Researchers examined data on 20 children who had at least two years of music lessons with practice at least twice weekly and regular participation in an orchestra or ensemble, and on 20 children with no musical training. Participants completed assessments of bimodal attention and working memory while undergoing functional MRIs.
While there wasn't a significant difference between groups in reaction time, the musically trained children did significantly better on the working memory task.
"I think they have better bimodal attention and working memory because playing an instrument is a very demanding task that requires you to focus your attention on multiple things simultaneously," said lead author Leonie Kausel of Pontificia Universidad Católica de Chile and Universidad del Desarrollo in Santiago,Chile.
"You have to pay attention to multiple sensory modalities -- for example, look at your fingers or at the music score, listen to what you are playing and adapt to what you hear -- and also to motor movements, and do this constantly and all at the same time," Kausel said by email.
In addition, when musicians play in a group, they need to pay attention to the other players and to the conductor, Kausel added.
"Since attention and working memory share certain neural correlates, a better functioning of attention can also impact working memory," Kausel said.
For the bimodal attention and working memory tasks, researchers asked participants to focus on either one, both, or neither stimuli of a pair: a visual abstract figure and a short melody, presented simultaneously for 4 seconds. Then, 2 seconds later, researchers asked participants to recall both by means of a yes/no recognition task; they also measured accuracy of responses and reaction time.

--- --- ---

WHAT THE TASK ASKS ->
Carry on the passage about the study of musically trained children, starting right after its last sentence.

GIVEN ENTRIES ->
--- --- ---

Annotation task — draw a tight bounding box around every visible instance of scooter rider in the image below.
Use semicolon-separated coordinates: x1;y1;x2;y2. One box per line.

--- --- ---

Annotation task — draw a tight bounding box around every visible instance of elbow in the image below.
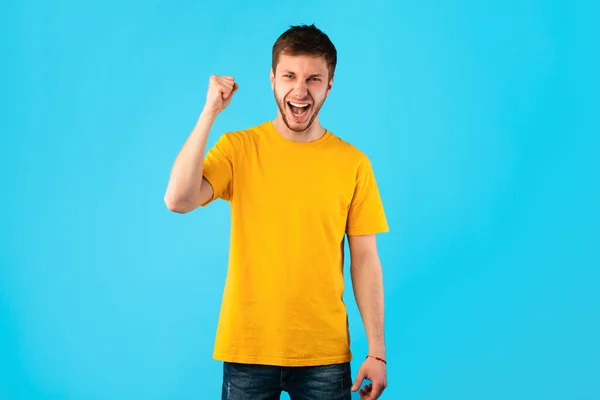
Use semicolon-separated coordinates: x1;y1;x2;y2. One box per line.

--- --- ---

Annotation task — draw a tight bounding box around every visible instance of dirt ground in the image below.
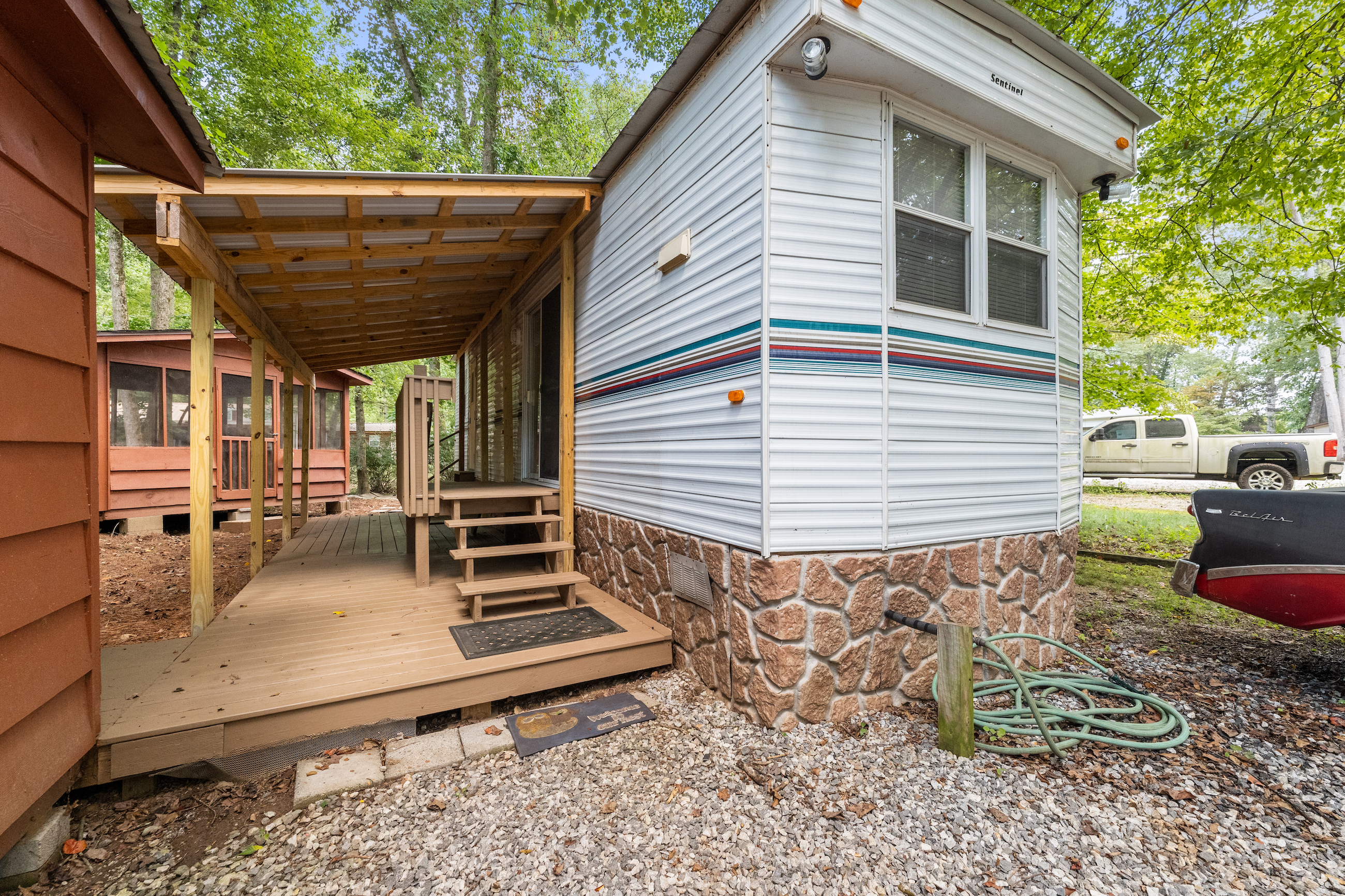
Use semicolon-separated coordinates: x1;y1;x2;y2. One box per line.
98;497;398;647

--- --- ---

TASK RESPONSE ->
Based on the imaging results, researchers also determined that musical experience may facilitate encoding of auditory stimuli by relying on the left inferior frontal gyrus and the left supramarginal gyrus.
The researchers were unable to determine whether participants had any differences in attention or working memory prior to musical training, the study team notes in Frontiers in Neuroscience.
"We know that any action carried out in a conscious and sustained way over time -- e.g. music -- will induce cognitive and cerebral changes," said Paulo Barraza of the Neuroscience, Cognition and Education Lab (NCE) at the University of Chile.
"However, what behavioral changes does it induce, what brain regions change, how this brain changes occur, how much practice time is required, what negative effects arise and when the organism is most sensitive to a specific practice such music, they are some questions without clear answers yet," Barraza, who wasn't involved in the study, said by email. "Thus, we need a rigorous experimental research program before to think in set up therapeutic programs based on musical practice."